» **The data**:
————
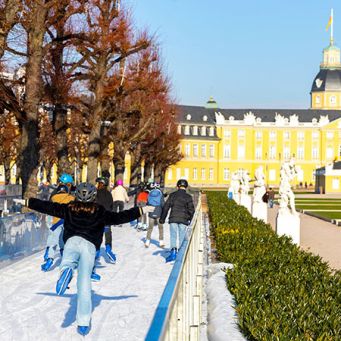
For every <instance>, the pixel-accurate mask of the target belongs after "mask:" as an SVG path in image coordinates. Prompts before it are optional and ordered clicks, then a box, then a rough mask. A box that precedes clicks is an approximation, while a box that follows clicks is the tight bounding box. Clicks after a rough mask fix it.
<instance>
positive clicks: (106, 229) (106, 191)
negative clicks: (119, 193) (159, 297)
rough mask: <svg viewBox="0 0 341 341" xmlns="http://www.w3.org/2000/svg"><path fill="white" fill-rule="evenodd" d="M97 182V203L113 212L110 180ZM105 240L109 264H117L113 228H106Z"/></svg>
mask: <svg viewBox="0 0 341 341" xmlns="http://www.w3.org/2000/svg"><path fill="white" fill-rule="evenodd" d="M96 182H97V197H96V202H97V204H99V205H102V206H103V207H104V208H105V209H106V210H107V211H110V212H111V211H112V210H113V208H114V201H113V199H112V195H111V193H110V192H109V190H108V185H109V179H108V178H105V177H103V176H102V177H99V178H97V179H96ZM104 238H105V253H106V254H107V256H108V259H109V262H110V263H113V264H115V263H116V255H115V254H114V253H113V252H112V234H111V228H110V225H109V226H105V228H104ZM96 258H99V252H97V255H96ZM92 279H93V280H96V281H99V280H100V277H99V275H97V274H95V273H93V275H92Z"/></svg>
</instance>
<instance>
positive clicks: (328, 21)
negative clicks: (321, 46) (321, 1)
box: [326, 14, 333, 31]
mask: <svg viewBox="0 0 341 341" xmlns="http://www.w3.org/2000/svg"><path fill="white" fill-rule="evenodd" d="M332 23H333V14H331V15H330V17H329V20H328V24H327V26H326V31H328V29H329V27H330V26H331V24H332Z"/></svg>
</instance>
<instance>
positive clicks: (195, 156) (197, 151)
mask: <svg viewBox="0 0 341 341" xmlns="http://www.w3.org/2000/svg"><path fill="white" fill-rule="evenodd" d="M193 156H194V157H198V145H197V144H193Z"/></svg>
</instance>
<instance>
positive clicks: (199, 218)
mask: <svg viewBox="0 0 341 341" xmlns="http://www.w3.org/2000/svg"><path fill="white" fill-rule="evenodd" d="M204 238H205V231H204V227H203V224H202V209H201V197H200V196H199V198H198V204H197V207H196V211H195V214H194V217H193V220H192V223H191V225H190V226H189V228H188V231H187V234H186V237H185V239H184V241H183V243H182V245H181V247H180V249H179V252H178V255H177V258H176V261H175V263H174V266H173V269H172V272H171V274H170V275H169V279H168V282H167V284H166V287H165V289H164V291H163V294H162V296H161V299H160V302H159V305H158V307H157V309H156V311H155V314H154V317H153V321H152V323H151V325H150V328H149V331H148V333H147V336H146V338H145V340H146V341H156V340H166V341H174V340H181V341H186V340H191V341H192V340H199V338H200V330H199V328H200V323H201V302H202V295H203V261H204Z"/></svg>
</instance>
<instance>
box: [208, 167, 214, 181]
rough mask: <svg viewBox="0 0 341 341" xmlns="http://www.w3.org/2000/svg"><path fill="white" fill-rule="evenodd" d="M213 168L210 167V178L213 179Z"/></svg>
mask: <svg viewBox="0 0 341 341" xmlns="http://www.w3.org/2000/svg"><path fill="white" fill-rule="evenodd" d="M213 174H214V173H213V168H210V169H209V171H208V179H209V180H213Z"/></svg>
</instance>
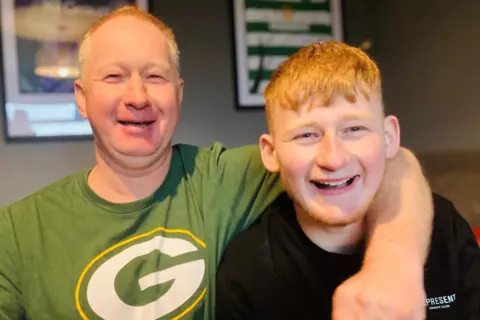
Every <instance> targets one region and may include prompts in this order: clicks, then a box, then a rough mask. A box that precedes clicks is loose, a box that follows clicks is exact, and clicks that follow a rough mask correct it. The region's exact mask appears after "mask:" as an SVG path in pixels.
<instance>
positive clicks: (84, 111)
mask: <svg viewBox="0 0 480 320" xmlns="http://www.w3.org/2000/svg"><path fill="white" fill-rule="evenodd" d="M73 88H74V91H75V100H76V101H77V108H78V112H79V113H80V115H81V116H82V117H83V118H84V119H88V114H87V106H86V100H87V99H86V97H85V88H84V87H83V84H82V82H81V81H80V80H79V79H77V80H75V82H74V83H73Z"/></svg>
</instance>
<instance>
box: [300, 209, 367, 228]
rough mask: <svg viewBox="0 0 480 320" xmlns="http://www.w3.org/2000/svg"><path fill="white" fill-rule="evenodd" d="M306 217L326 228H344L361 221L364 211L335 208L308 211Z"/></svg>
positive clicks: (364, 213) (362, 218) (364, 215)
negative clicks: (306, 216) (323, 226)
mask: <svg viewBox="0 0 480 320" xmlns="http://www.w3.org/2000/svg"><path fill="white" fill-rule="evenodd" d="M307 212H308V215H309V216H310V217H311V218H312V219H313V220H315V221H317V222H319V223H321V224H322V225H324V226H327V227H346V226H348V225H350V224H352V223H356V222H358V221H360V220H362V219H363V217H364V216H365V210H361V209H360V208H357V209H354V210H352V208H349V209H348V210H347V209H342V208H339V207H336V206H328V207H326V208H316V209H313V208H312V210H308V211H307Z"/></svg>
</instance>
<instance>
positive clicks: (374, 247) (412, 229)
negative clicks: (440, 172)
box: [333, 148, 433, 320]
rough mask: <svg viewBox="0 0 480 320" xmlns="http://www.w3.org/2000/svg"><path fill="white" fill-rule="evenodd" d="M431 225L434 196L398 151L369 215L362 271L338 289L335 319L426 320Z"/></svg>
mask: <svg viewBox="0 0 480 320" xmlns="http://www.w3.org/2000/svg"><path fill="white" fill-rule="evenodd" d="M432 219H433V204H432V193H431V190H430V187H429V185H428V182H427V181H426V179H425V177H424V176H423V173H422V169H421V167H420V164H419V162H418V161H417V159H416V158H415V156H414V155H413V154H412V153H411V152H410V151H408V150H407V149H404V148H402V149H401V152H399V153H398V155H397V156H396V157H395V158H393V159H392V160H390V161H389V163H388V165H387V171H386V176H385V179H384V182H383V184H382V186H381V188H380V191H379V193H378V194H377V196H376V199H375V201H374V204H373V206H372V207H371V208H370V210H369V213H368V221H367V223H368V230H369V232H368V241H367V243H368V246H367V252H366V255H365V260H364V265H363V267H362V270H361V271H360V272H359V273H358V274H356V275H355V276H353V277H352V278H350V279H348V280H347V281H345V282H344V283H343V284H342V285H341V286H339V287H338V288H337V291H336V292H335V295H334V298H333V319H335V320H337V319H341V320H347V319H389V320H394V319H408V320H413V319H424V318H425V314H426V311H425V290H424V281H423V265H424V262H425V259H426V257H427V254H428V247H429V243H430V235H431V229H432Z"/></svg>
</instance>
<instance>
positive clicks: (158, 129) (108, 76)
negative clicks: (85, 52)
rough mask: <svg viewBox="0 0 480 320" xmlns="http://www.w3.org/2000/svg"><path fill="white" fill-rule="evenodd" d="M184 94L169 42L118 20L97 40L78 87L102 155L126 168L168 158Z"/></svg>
mask: <svg viewBox="0 0 480 320" xmlns="http://www.w3.org/2000/svg"><path fill="white" fill-rule="evenodd" d="M182 92H183V81H182V80H181V79H180V77H179V75H178V73H177V72H176V68H175V66H174V65H173V63H172V61H171V59H170V56H169V49H168V44H167V40H166V38H165V37H164V36H163V34H162V32H161V31H160V30H158V29H157V28H156V27H155V26H154V25H152V24H150V23H148V22H145V21H142V20H140V19H138V18H135V17H119V18H115V19H114V20H111V21H109V22H107V23H105V24H104V25H103V26H101V27H100V28H99V29H98V30H97V31H96V32H95V33H94V34H93V35H92V37H91V42H90V51H89V55H88V57H87V59H86V61H85V64H84V69H83V76H82V79H81V81H76V82H75V95H76V99H77V104H78V107H79V110H80V113H81V115H82V116H83V117H84V118H86V119H88V120H89V121H90V124H91V126H92V129H93V132H94V136H95V142H96V147H97V153H100V154H101V155H102V157H107V158H108V159H107V160H109V161H113V162H115V163H116V164H117V165H118V164H120V165H122V166H127V167H138V168H142V167H148V166H151V165H153V164H155V163H156V162H158V161H159V159H160V158H161V157H162V155H164V154H165V153H166V152H168V150H169V148H170V146H171V140H172V136H173V133H174V131H175V128H176V126H177V123H178V118H179V110H180V104H181V100H182Z"/></svg>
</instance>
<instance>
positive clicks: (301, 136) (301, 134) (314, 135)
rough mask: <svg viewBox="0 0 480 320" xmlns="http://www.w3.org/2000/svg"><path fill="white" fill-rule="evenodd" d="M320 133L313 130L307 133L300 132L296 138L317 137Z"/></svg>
mask: <svg viewBox="0 0 480 320" xmlns="http://www.w3.org/2000/svg"><path fill="white" fill-rule="evenodd" d="M317 136H318V135H317V134H316V133H313V132H306V133H302V134H299V135H296V136H295V138H294V139H296V140H297V139H309V138H315V137H317Z"/></svg>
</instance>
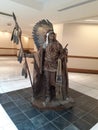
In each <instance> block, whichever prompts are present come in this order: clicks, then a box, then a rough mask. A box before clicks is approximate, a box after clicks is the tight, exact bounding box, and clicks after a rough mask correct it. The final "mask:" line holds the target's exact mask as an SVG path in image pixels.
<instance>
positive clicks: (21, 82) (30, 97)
mask: <svg viewBox="0 0 98 130" xmlns="http://www.w3.org/2000/svg"><path fill="white" fill-rule="evenodd" d="M29 63H31V60H30V61H29ZM30 68H31V69H32V65H31V66H30ZM30 86H31V85H30V81H29V78H27V79H25V78H24V77H22V76H21V64H19V63H18V62H17V59H16V58H15V57H13V58H12V57H11V58H9V57H6V58H5V57H0V104H1V105H2V106H3V108H4V109H5V111H6V112H7V114H8V115H9V117H10V118H11V120H12V121H13V123H14V124H15V125H16V127H17V128H18V129H19V130H90V129H91V130H98V124H96V123H97V122H98V100H96V99H98V75H90V74H82V73H81V74H79V73H78V74H77V73H69V87H70V89H69V94H70V95H71V97H73V98H74V100H75V104H74V107H73V108H72V109H70V110H63V111H39V110H38V109H35V108H33V107H32V104H31V97H32V88H31V87H30ZM28 87H29V88H28ZM80 92H81V93H80ZM83 93H84V94H85V95H84V94H83ZM87 95H88V96H87ZM3 108H2V107H0V130H8V129H9V128H10V130H11V128H12V130H16V127H15V126H14V124H13V123H11V122H12V121H8V122H10V127H9V128H8V126H9V125H8V126H7V125H6V121H7V120H6V121H5V122H3V121H4V120H3V119H4V118H5V114H4V112H2V109H3ZM3 111H4V110H3ZM7 119H8V118H7ZM1 121H2V125H1ZM8 124H9V123H8ZM11 124H12V127H11ZM94 125H95V126H94ZM14 127H15V129H14ZM92 127H93V128H92Z"/></svg>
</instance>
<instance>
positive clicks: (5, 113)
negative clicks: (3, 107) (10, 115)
mask: <svg viewBox="0 0 98 130" xmlns="http://www.w3.org/2000/svg"><path fill="white" fill-rule="evenodd" d="M0 130H18V129H17V127H16V126H15V125H14V123H13V122H12V120H11V119H10V118H9V116H8V115H7V113H6V112H5V110H4V109H3V107H2V105H1V104H0Z"/></svg>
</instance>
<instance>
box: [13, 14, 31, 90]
mask: <svg viewBox="0 0 98 130" xmlns="http://www.w3.org/2000/svg"><path fill="white" fill-rule="evenodd" d="M12 16H13V19H14V21H15V28H14V29H16V30H17V31H18V32H17V33H18V37H17V38H18V39H19V41H17V40H14V41H15V42H16V44H18V43H19V42H20V45H21V50H22V52H23V56H24V60H25V65H26V67H27V71H28V75H29V79H30V83H31V86H32V89H33V83H32V78H31V74H30V70H29V66H28V62H27V59H26V55H25V53H24V48H23V44H22V39H21V35H22V30H21V28H20V27H19V24H18V22H17V19H16V16H15V14H14V13H13V15H12ZM12 37H13V36H12ZM12 39H13V38H11V40H12Z"/></svg>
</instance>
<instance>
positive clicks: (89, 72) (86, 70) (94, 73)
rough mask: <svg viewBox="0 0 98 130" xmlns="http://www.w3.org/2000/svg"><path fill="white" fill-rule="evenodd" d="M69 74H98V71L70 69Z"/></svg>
mask: <svg viewBox="0 0 98 130" xmlns="http://www.w3.org/2000/svg"><path fill="white" fill-rule="evenodd" d="M68 72H76V73H89V74H98V70H91V69H78V68H68Z"/></svg>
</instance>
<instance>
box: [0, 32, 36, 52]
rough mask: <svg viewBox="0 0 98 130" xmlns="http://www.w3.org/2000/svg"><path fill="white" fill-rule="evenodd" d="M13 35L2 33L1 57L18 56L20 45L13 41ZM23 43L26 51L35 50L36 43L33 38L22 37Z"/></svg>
mask: <svg viewBox="0 0 98 130" xmlns="http://www.w3.org/2000/svg"><path fill="white" fill-rule="evenodd" d="M11 35H12V34H10V33H8V32H0V55H17V49H19V48H20V44H18V45H16V44H15V43H12V41H11ZM22 43H23V47H24V48H25V49H31V51H33V49H34V41H33V39H31V38H28V37H24V36H22Z"/></svg>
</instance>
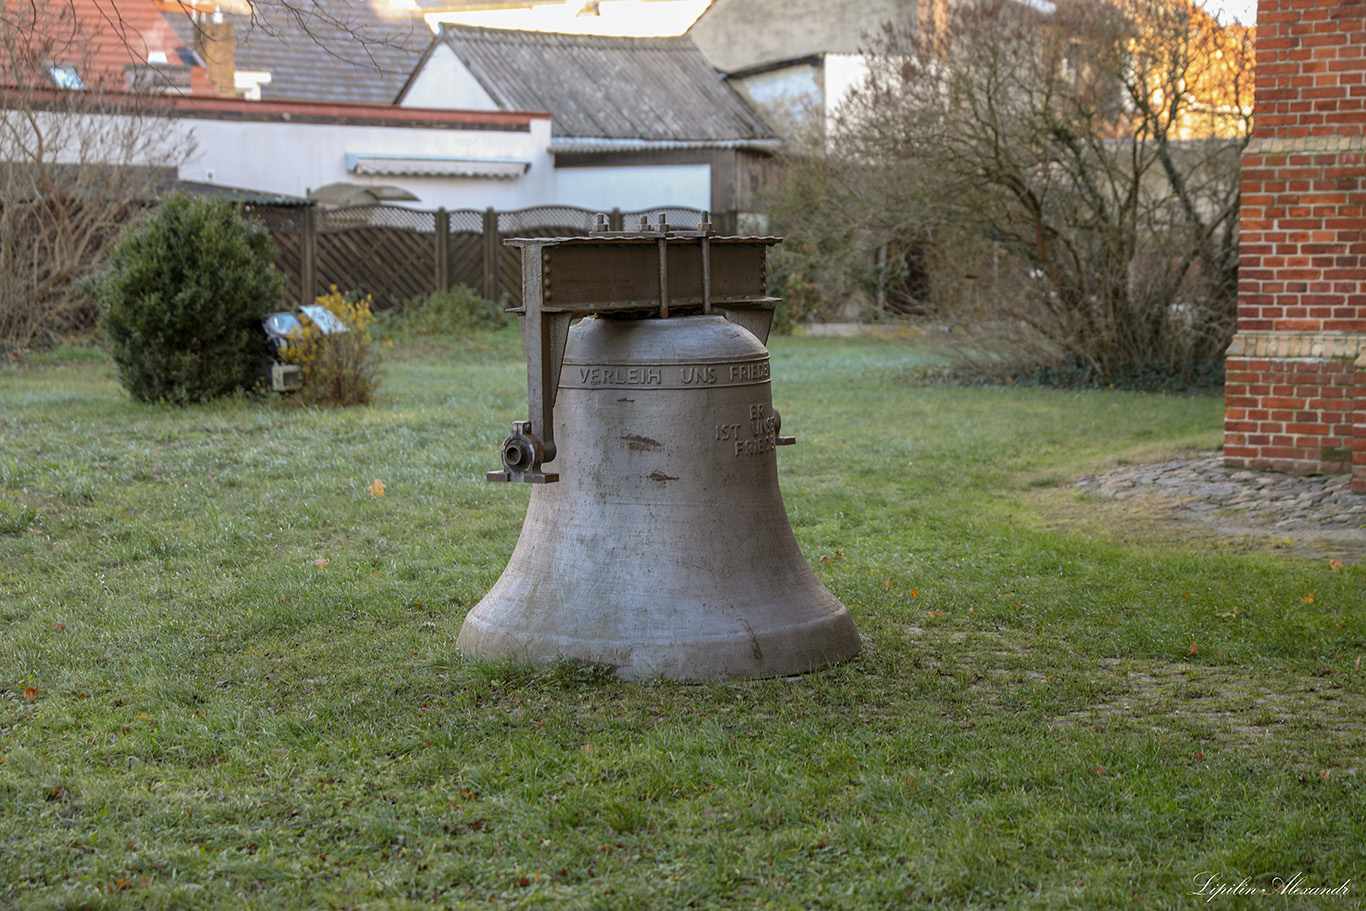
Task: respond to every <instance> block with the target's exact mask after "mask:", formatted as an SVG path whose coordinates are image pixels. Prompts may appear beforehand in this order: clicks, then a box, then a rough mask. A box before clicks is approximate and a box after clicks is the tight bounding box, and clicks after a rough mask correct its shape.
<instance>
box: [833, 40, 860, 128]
mask: <svg viewBox="0 0 1366 911" xmlns="http://www.w3.org/2000/svg"><path fill="white" fill-rule="evenodd" d="M865 79H867V57H865V56H863V55H862V53H828V55H825V122H826V123H829V122H831V117H832V116H833V115H835V111H836V108H839V107H840V104H843V102H844V100H846V98H847V97H848V94H850V92H852V90H854V89H858V87H859V86H862V85H863V81H865Z"/></svg>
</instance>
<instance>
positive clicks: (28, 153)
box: [0, 0, 189, 350]
mask: <svg viewBox="0 0 1366 911" xmlns="http://www.w3.org/2000/svg"><path fill="white" fill-rule="evenodd" d="M90 27H92V25H90V23H82V22H81V20H79V18H78V16H76V10H75V7H74V4H72V3H71V0H48V1H45V3H27V1H15V0H4V1H3V3H0V57H3V64H4V67H5V72H7V74H8V78H5V79H4V82H3V85H0V98H3V109H0V348H8V350H19V348H26V347H29V346H31V344H34V343H44V341H52V340H55V339H56V337H59V336H61V335H64V333H71V332H81V331H85V329H90V328H92V326H93V324H94V310H93V305H92V303H90V302H89V300H87V299H86V298H85V296H83V295H82V294H81V292H79V291H78V290H76V287H75V283H76V281H78V280H79V279H81V277H83V276H86V275H89V273H90V270H92V269H94V268H96V266H97V265H98V264H100V262H101V261H102V258H104V254H105V251H107V249H108V247H109V244H111V243H112V242H113V240H115V239H116V236H117V232H119V231H120V228H122V227H123V225H124V224H127V223H128V221H130V219H131V217H133V214H134V213H135V212H137V210H138V209H139V208H141V206H142V205H145V204H146V201H148V199H149V198H150V197H152V191H153V188H154V187H156V184H157V183H158V182H165V180H167V179H168V178H173V176H175V164H176V163H178V161H179V160H180V158H182V157H183V156H184V154H186V153H187V152H189V141H187V139H186V138H183V137H178V135H176V134H175V131H172V130H171V128H169V119H171V111H169V108H168V107H167V105H165V104H164V98H163V96H161V94H160V93H158V89H160V86H157V85H156V83H146V82H145V83H143V85H139V86H134V87H131V89H130V87H128V86H127V83H126V82H124V74H123V72H119V74H101V72H98V70H97V68H94V67H92V66H90V57H92V48H93V46H96V42H94V40H93V36H92V34H90V33H89V29H90Z"/></svg>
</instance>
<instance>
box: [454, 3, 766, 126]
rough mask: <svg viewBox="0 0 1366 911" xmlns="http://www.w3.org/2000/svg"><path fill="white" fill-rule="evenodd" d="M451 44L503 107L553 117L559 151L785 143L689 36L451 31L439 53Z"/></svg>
mask: <svg viewBox="0 0 1366 911" xmlns="http://www.w3.org/2000/svg"><path fill="white" fill-rule="evenodd" d="M443 44H444V45H445V46H448V48H449V49H451V51H454V52H455V55H456V57H458V59H459V60H460V63H462V64H464V67H466V68H467V70H469V71H470V75H473V76H474V78H475V79H477V81H478V82H479V85H481V86H482V87H484V90H485V92H488V94H489V97H490V98H493V101H494V102H496V104H497V105H499V107H500V108H501V109H504V111H549V112H550V115H552V124H553V126H552V131H553V135H555V142H556V146H559V148H560V149H564V148H566V141H575V139H576V141H600V145H602V146H604V148H609V146H611V145H612V142H613V141H616V142H626V141H647V142H652V143H675V145H676V143H688V145H768V143H776V142H777V135H776V134H775V132H773V131H772V130H770V128H769V126H768V124H766V123H765V122H764V120H762V117H759V115H758V113H755V111H754V109H753V108H750V107H749V104H746V102H744V100H742V98H740V97H739V96H738V94H736V93H735V92H734V90H732V89H731V87H729V86H728V85H725V82H724V81H723V79H721V78H720V75H719V74H717V72H716V70H713V68H712V64H710V63H708V60H706V57H705V56H703V55H702V52H701V51H698V48H697V45H694V44H693V42H691V41H690V40H687V38H682V37H675V38H617V37H604V36H581V34H563V33H553V31H514V30H504V29H475V27H471V26H452V25H444V26H443V27H441V31H440V33H438V36H437V40H436V42H433V49H434V48H436V46H440V45H443ZM430 52H432V51H429V53H430ZM601 141H605V142H601Z"/></svg>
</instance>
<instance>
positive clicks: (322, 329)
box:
————
Repeat the listing above word for word, from its start through the line containing "negative clicks: (119, 193) (159, 297)", both included, and leave out the pictures.

» **Answer section**:
For every <instance>, the pixel-accurate mask of the target belongs after "mask:" as an SVG path in image coordinates. Prompts before it are optional and ordered clicks, then a box, then a rough mask. A box that precedes clicks is an approximation, while a box that follows clicks is the tight bounding box. Clicks after a rough mask fix it.
<instance>
positive clicks: (106, 229) (106, 191)
negative clicks: (119, 193) (159, 297)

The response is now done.